Stored records:

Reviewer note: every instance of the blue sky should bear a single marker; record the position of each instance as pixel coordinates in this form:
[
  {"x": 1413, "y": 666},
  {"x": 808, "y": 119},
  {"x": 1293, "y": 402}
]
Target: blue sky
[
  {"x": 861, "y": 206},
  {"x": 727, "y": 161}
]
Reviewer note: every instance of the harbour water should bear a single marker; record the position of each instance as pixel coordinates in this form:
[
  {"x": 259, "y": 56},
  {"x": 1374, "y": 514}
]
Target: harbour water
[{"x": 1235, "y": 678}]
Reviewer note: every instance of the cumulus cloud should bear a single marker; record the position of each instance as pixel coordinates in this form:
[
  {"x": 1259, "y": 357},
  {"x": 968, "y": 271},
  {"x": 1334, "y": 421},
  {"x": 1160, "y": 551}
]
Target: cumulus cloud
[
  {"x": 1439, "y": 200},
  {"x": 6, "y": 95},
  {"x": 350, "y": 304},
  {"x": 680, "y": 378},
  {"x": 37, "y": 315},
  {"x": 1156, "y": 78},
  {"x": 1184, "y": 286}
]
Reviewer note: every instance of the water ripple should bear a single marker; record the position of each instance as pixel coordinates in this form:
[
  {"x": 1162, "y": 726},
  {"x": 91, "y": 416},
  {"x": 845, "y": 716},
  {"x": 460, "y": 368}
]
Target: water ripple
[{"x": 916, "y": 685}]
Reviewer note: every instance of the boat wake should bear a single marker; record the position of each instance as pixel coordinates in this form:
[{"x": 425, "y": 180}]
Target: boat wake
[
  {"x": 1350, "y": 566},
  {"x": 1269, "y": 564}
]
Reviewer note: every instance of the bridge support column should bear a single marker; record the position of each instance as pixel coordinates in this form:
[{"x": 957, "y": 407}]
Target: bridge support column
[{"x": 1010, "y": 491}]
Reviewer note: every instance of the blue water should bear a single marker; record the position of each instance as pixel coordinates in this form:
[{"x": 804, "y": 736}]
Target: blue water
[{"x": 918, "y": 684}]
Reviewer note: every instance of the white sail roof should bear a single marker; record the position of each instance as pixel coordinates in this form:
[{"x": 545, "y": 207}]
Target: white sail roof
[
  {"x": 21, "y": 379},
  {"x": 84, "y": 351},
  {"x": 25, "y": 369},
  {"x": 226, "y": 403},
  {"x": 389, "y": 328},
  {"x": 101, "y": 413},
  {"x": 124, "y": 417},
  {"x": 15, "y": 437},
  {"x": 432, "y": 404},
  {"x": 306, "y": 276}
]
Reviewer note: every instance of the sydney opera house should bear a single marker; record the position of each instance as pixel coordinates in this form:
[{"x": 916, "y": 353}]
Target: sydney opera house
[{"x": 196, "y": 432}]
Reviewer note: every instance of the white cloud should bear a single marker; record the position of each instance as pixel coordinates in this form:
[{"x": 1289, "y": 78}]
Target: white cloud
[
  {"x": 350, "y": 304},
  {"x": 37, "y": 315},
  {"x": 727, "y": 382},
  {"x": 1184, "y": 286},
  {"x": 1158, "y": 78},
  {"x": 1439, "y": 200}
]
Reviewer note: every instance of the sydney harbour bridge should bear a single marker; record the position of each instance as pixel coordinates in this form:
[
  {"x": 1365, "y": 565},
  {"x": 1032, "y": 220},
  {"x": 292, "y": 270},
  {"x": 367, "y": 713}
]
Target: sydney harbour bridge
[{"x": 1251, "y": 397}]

#### Given task:
Render every line of the stored records above as a JSON list of strings, one string per line, leaving out blank lines.

#### The reply:
[
  "Reviewer note: every instance of the blue sky should bear a single marker; record the position of each instance as pixel coordinates in this form:",
  "[",
  "  {\"x\": 1413, \"y\": 666},",
  "  {\"x\": 808, \"y\": 119},",
  "  {\"x\": 1293, \"y\": 402}",
  "]",
  "Target: blue sky",
  "[",
  "  {\"x\": 861, \"y\": 206},",
  "  {\"x\": 727, \"y\": 161}",
  "]",
  "Reviewer note: every instance of the harbour water should bear a single marker; record the position of each instance as pixel coordinates in this form:",
  "[",
  "  {\"x\": 259, \"y\": 56},",
  "  {\"x\": 1374, \"y\": 514}",
  "]",
  "Target: harbour water",
  "[{\"x\": 1235, \"y\": 678}]",
  "Reviewer note: every instance of the cumulus cloud should bear a single marker; record the position of each instance as pixel coordinates in this form:",
  "[",
  "  {\"x\": 1259, \"y\": 357},",
  "  {\"x\": 968, \"y\": 271},",
  "  {\"x\": 1334, \"y\": 421},",
  "  {\"x\": 1160, \"y\": 551}",
  "]",
  "Target: cumulus cloud",
  "[",
  "  {\"x\": 1439, \"y\": 200},",
  "  {\"x\": 6, \"y\": 95},",
  "  {\"x\": 350, \"y\": 304},",
  "  {\"x\": 680, \"y\": 378},",
  "  {\"x\": 37, \"y\": 315},",
  "  {\"x\": 1156, \"y\": 78},",
  "  {\"x\": 1184, \"y\": 286}",
  "]",
  "Reviewer note: every instance of the water ripple should bear a single marker; record the position of each instance as pixel coordinates in this form:",
  "[",
  "  {\"x\": 1162, \"y\": 726},",
  "  {\"x\": 91, \"y\": 416},",
  "  {\"x\": 845, \"y\": 716},",
  "  {\"x\": 460, \"y\": 368}",
  "]",
  "Target: water ripple",
  "[{\"x\": 916, \"y\": 685}]",
  "Reviewer note: every instance of the boat wake should bear a single marker; record the position of each instance as pixel coordinates in this form:",
  "[{\"x\": 425, \"y\": 180}]",
  "Target: boat wake",
  "[",
  "  {\"x\": 1350, \"y\": 566},",
  "  {\"x\": 1269, \"y\": 564}",
  "]",
  "Reviewer note: every instance of the bridge support column should bear a single marker; record the position of each instance as pixel coordinates in this form:",
  "[{\"x\": 957, \"y\": 407}]",
  "Target: bridge support column",
  "[{\"x\": 1010, \"y\": 491}]",
  "Reviewer note: every instance of the blue water should bear a single marker; record the position of each instance as pixel coordinates in this form:",
  "[{\"x\": 804, \"y\": 736}]",
  "Target: blue water",
  "[{\"x\": 918, \"y\": 684}]",
  "Reviewer note: every instance of the white sail roof should bear a single marker; record the position of each instance as pixel coordinates in this form:",
  "[{\"x\": 545, \"y\": 207}]",
  "Target: white sail roof",
  "[",
  "  {\"x\": 21, \"y\": 379},",
  "  {\"x\": 84, \"y\": 351},",
  "  {\"x\": 25, \"y\": 369},",
  "  {\"x\": 226, \"y\": 403},",
  "  {\"x\": 389, \"y\": 328},",
  "  {\"x\": 101, \"y\": 413},",
  "  {\"x\": 124, \"y\": 417},",
  "  {\"x\": 15, \"y\": 437},",
  "  {\"x\": 432, \"y\": 404},",
  "  {\"x\": 306, \"y\": 276}",
  "]",
  "Reviewer note: every instance of the sydney opera house should bear a single marker; record the position of each instance as pixel coordinates in this form:",
  "[{\"x\": 916, \"y\": 353}]",
  "Target: sydney opera house",
  "[{\"x\": 196, \"y\": 432}]",
  "Reviewer note: every instance of the white cloud should bear a single marker; record the position of each instance as pixel coordinates in this form:",
  "[{\"x\": 1289, \"y\": 78}]",
  "Target: white cloud",
  "[",
  "  {\"x\": 350, \"y\": 304},",
  "  {\"x\": 37, \"y\": 315},",
  "  {\"x\": 727, \"y\": 382},",
  "  {\"x\": 1184, \"y\": 286},",
  "  {\"x\": 1158, \"y\": 78},",
  "  {\"x\": 1439, \"y\": 200}",
  "]",
  "Reviewer note: every instance of the sydney harbour bridge should bear a single marker; record the position of each instance as pixel coordinates in this form:",
  "[",
  "  {\"x\": 1365, \"y\": 565},",
  "  {\"x\": 1032, \"y\": 220},",
  "  {\"x\": 292, \"y\": 270},",
  "  {\"x\": 367, \"y\": 713}",
  "]",
  "Target: sydney harbour bridge",
  "[{\"x\": 1251, \"y\": 397}]"
]